■ Source document:
Flipkart, Amazon and Snapdeal would
offer their right arms to be able to access a tenth of IRCTC’s captive customer
base. So, instead of offering links to Amazon’s products from its website,
IRCTC should see itself as India’s Amazon or Alibaba, and not a mere sales
outlet for the railways’ customers. Now that online marketplaces have been
allowed 100 percent FDI, IRCTC will become a poor cousin of such online businesses
if it does not move fast and become a “marketplace” itself.
The problem is that Indian
governments have been foolish in the way they have opened up to competition.
They end public sector monopolies and then tie the hands of the public sector,
so that they cannot compete at all. This is why when telecom was opened up,
BSNL and MTNL became basket-cases. When aviation was opened up, Indian Airlines
and Air India were ruined by merger and lack of autonomy – thanks to the stewardship of Praful Patel and the Civil Aviation Ministers after him.
The same could happen to IRCTC if
Narendra Modi and Suresh Prabhu, the Railway Minister, do not see the opening up
of the online marketplace to Flipkart and Amazon as both a threat and an
opportunity. If IRCTC acts slow, as is the temperament in the public sector, in
five years’ time it will be a pale imitation of its current self. It will be
gasping for business.
The right way to create market
champions is to allow the public sector freedom to compete before their monopoly is ended. If coal is to be thrown open to the
private sector, Coal India must first be liberated from babudom. Ditto for
IRCTC.
This is what Prabhu needs to do, and he
has convince his boss about why this is vital for IRCTC’s future. He can assure
him that IRCTC will remain with the government, but it will be a diamond in the
basket, and not charcoal. Here are some of the things it must do.
First,
IRCTC must divest 5-10 percent to a strategic operational partner – for around
$1 billion (Rs 6,800 crore). This will establish base valuation for future
disinvestments. How did we get this value? Flipkart, with losses of over Rs
2,000 crore, has a valuation of over Rs 70,000 crore. IRCTC, if its management
is seen as innovative, should aim for a similar valuation. After strategic
divestment, it should be listed in India and the New York Stock Exchange, where
you may get better valuations.

■ Problem 1: Print the passage of the IRCTC commentary that begins at the words "They end public" and stops after the words "gasping for business.".
■ Problem 2: Condense the paragraph of the IRCTC commentary that opens with "The problem is that Indian governments" into a short bulleted list that keeps its main facts.

■ Provided material:
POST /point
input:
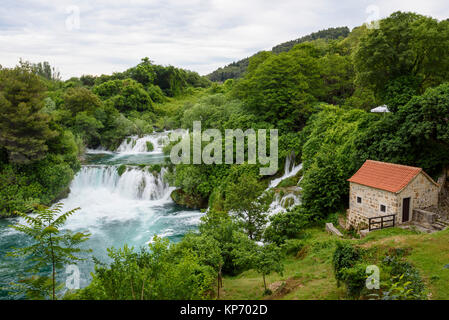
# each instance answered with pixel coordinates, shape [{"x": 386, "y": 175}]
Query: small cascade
[
  {"x": 135, "y": 183},
  {"x": 290, "y": 196},
  {"x": 290, "y": 170},
  {"x": 282, "y": 203},
  {"x": 134, "y": 144}
]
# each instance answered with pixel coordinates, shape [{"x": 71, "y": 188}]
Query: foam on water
[{"x": 115, "y": 209}]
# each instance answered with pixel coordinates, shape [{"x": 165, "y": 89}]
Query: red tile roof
[{"x": 385, "y": 176}]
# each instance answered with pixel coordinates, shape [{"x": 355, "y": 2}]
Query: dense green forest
[
  {"x": 237, "y": 69},
  {"x": 317, "y": 91}
]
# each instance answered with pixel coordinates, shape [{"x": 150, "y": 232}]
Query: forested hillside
[
  {"x": 237, "y": 69},
  {"x": 318, "y": 94}
]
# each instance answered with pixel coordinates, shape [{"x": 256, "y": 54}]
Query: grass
[{"x": 311, "y": 277}]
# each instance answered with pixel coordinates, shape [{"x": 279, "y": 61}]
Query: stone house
[{"x": 380, "y": 189}]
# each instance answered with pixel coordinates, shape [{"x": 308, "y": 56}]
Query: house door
[{"x": 405, "y": 209}]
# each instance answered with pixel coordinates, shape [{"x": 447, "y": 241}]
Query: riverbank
[{"x": 309, "y": 275}]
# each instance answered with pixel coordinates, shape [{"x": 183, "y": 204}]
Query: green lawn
[{"x": 311, "y": 277}]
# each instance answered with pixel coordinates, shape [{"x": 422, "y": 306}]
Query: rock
[
  {"x": 363, "y": 233},
  {"x": 331, "y": 229},
  {"x": 183, "y": 199}
]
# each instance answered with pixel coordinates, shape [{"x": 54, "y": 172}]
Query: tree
[
  {"x": 405, "y": 55},
  {"x": 24, "y": 129},
  {"x": 208, "y": 251},
  {"x": 264, "y": 259},
  {"x": 52, "y": 247},
  {"x": 250, "y": 208},
  {"x": 80, "y": 99},
  {"x": 160, "y": 272},
  {"x": 125, "y": 95},
  {"x": 144, "y": 72},
  {"x": 282, "y": 89}
]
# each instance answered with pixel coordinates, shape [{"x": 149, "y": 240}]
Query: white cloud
[{"x": 199, "y": 35}]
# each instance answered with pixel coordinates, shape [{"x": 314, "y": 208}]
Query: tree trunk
[
  {"x": 264, "y": 283},
  {"x": 53, "y": 268},
  {"x": 218, "y": 286}
]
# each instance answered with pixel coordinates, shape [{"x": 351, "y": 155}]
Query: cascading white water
[
  {"x": 287, "y": 201},
  {"x": 115, "y": 210},
  {"x": 134, "y": 144},
  {"x": 290, "y": 170},
  {"x": 135, "y": 183},
  {"x": 291, "y": 196}
]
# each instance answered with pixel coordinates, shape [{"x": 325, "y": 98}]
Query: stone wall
[
  {"x": 423, "y": 194},
  {"x": 421, "y": 190},
  {"x": 371, "y": 200}
]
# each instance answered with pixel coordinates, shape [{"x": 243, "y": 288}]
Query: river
[{"x": 115, "y": 209}]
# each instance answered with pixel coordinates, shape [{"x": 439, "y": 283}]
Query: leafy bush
[
  {"x": 150, "y": 146},
  {"x": 121, "y": 169},
  {"x": 355, "y": 279},
  {"x": 345, "y": 257}
]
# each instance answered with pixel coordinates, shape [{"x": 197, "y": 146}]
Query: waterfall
[
  {"x": 290, "y": 170},
  {"x": 287, "y": 201},
  {"x": 135, "y": 183},
  {"x": 134, "y": 144}
]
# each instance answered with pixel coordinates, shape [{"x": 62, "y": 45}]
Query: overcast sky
[{"x": 103, "y": 36}]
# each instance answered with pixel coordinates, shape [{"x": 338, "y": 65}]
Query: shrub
[
  {"x": 121, "y": 169},
  {"x": 355, "y": 280},
  {"x": 345, "y": 256},
  {"x": 150, "y": 146}
]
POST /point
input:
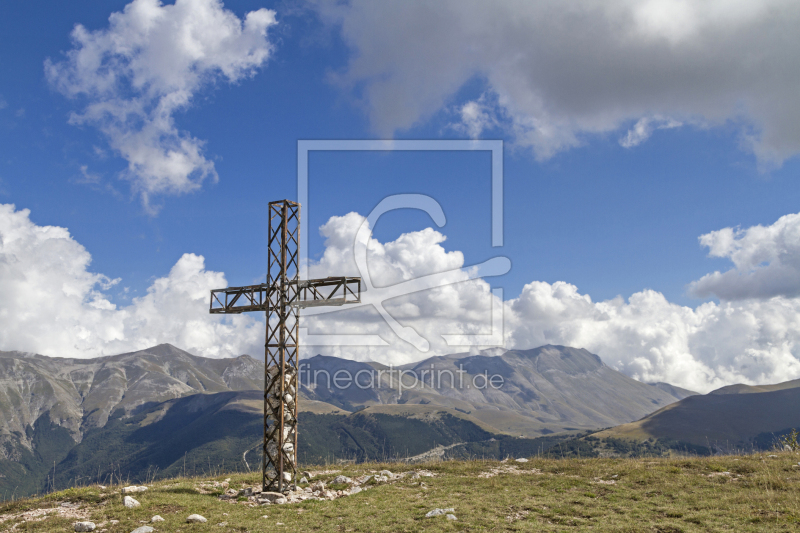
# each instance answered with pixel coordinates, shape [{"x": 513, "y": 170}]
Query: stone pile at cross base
[
  {"x": 341, "y": 486},
  {"x": 290, "y": 425}
]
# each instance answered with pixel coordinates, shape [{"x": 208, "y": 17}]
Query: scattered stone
[
  {"x": 272, "y": 497},
  {"x": 133, "y": 488},
  {"x": 439, "y": 512},
  {"x": 130, "y": 503}
]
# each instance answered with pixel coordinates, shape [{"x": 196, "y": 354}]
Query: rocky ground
[{"x": 739, "y": 493}]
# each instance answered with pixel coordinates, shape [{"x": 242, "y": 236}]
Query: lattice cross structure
[{"x": 281, "y": 297}]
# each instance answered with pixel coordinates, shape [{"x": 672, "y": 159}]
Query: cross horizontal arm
[{"x": 309, "y": 293}]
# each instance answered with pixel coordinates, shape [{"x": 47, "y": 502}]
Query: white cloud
[
  {"x": 643, "y": 129},
  {"x": 646, "y": 336},
  {"x": 766, "y": 261},
  {"x": 562, "y": 71},
  {"x": 133, "y": 77},
  {"x": 53, "y": 304},
  {"x": 476, "y": 117}
]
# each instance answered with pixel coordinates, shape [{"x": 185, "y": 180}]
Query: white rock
[
  {"x": 439, "y": 512},
  {"x": 272, "y": 496},
  {"x": 130, "y": 503}
]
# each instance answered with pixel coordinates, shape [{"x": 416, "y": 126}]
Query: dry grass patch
[{"x": 744, "y": 493}]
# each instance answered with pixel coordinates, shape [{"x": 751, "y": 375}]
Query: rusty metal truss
[{"x": 281, "y": 297}]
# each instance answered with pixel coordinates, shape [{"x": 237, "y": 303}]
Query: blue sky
[{"x": 714, "y": 150}]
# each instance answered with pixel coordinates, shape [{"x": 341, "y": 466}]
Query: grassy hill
[
  {"x": 206, "y": 433},
  {"x": 730, "y": 493}
]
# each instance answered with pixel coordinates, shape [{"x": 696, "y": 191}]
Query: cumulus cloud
[
  {"x": 645, "y": 336},
  {"x": 53, "y": 304},
  {"x": 643, "y": 129},
  {"x": 133, "y": 77},
  {"x": 766, "y": 261},
  {"x": 562, "y": 71}
]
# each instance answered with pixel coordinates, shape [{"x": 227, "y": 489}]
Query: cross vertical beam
[
  {"x": 281, "y": 297},
  {"x": 279, "y": 465}
]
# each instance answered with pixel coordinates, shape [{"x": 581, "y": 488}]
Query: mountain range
[
  {"x": 730, "y": 419},
  {"x": 150, "y": 412}
]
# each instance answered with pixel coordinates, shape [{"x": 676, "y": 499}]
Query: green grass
[{"x": 728, "y": 493}]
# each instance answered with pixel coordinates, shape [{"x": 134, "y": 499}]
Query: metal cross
[{"x": 281, "y": 297}]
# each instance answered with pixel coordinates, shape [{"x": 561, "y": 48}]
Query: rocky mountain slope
[
  {"x": 550, "y": 389},
  {"x": 730, "y": 418},
  {"x": 49, "y": 407},
  {"x": 80, "y": 394}
]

■ Task response 1:
They end public sector monopolies and then tie the hands of the public sector,
so that they cannot compete at all. This is why when telecom was opened up,
BSNL and MTNL became basket-cases. When aviation was opened up, Indian Airlines
and Air India were ruined by merger and lack of autonomy – thanks to the stewardship of Praful Patel and the Civil Aviation Ministers after him.
The same could happen to IRCTC if
Narendra Modi and Suresh Prabhu, the Railway Minister, do not see the opening up
of the online marketplace to Flipkart and Amazon as both a threat and an
opportunity. If IRCTC acts slow, as is the temperament in the public sector, in
five years’ time it will be a pale imitation of its current self. It will be
gasping for business.

■ Task response 2:
- Indian governments have opened up to competition foolishly: they end public sector monopolies, then tie the public sector's hands so it cannot compete.
- When telecom was opened up, BSNL and MTNL became basket-cases.
- When aviation was opened up, merger and lack of autonomy ruined Indian Airlines and Air India under Praful Patel and the Civil Aviation Ministers after him.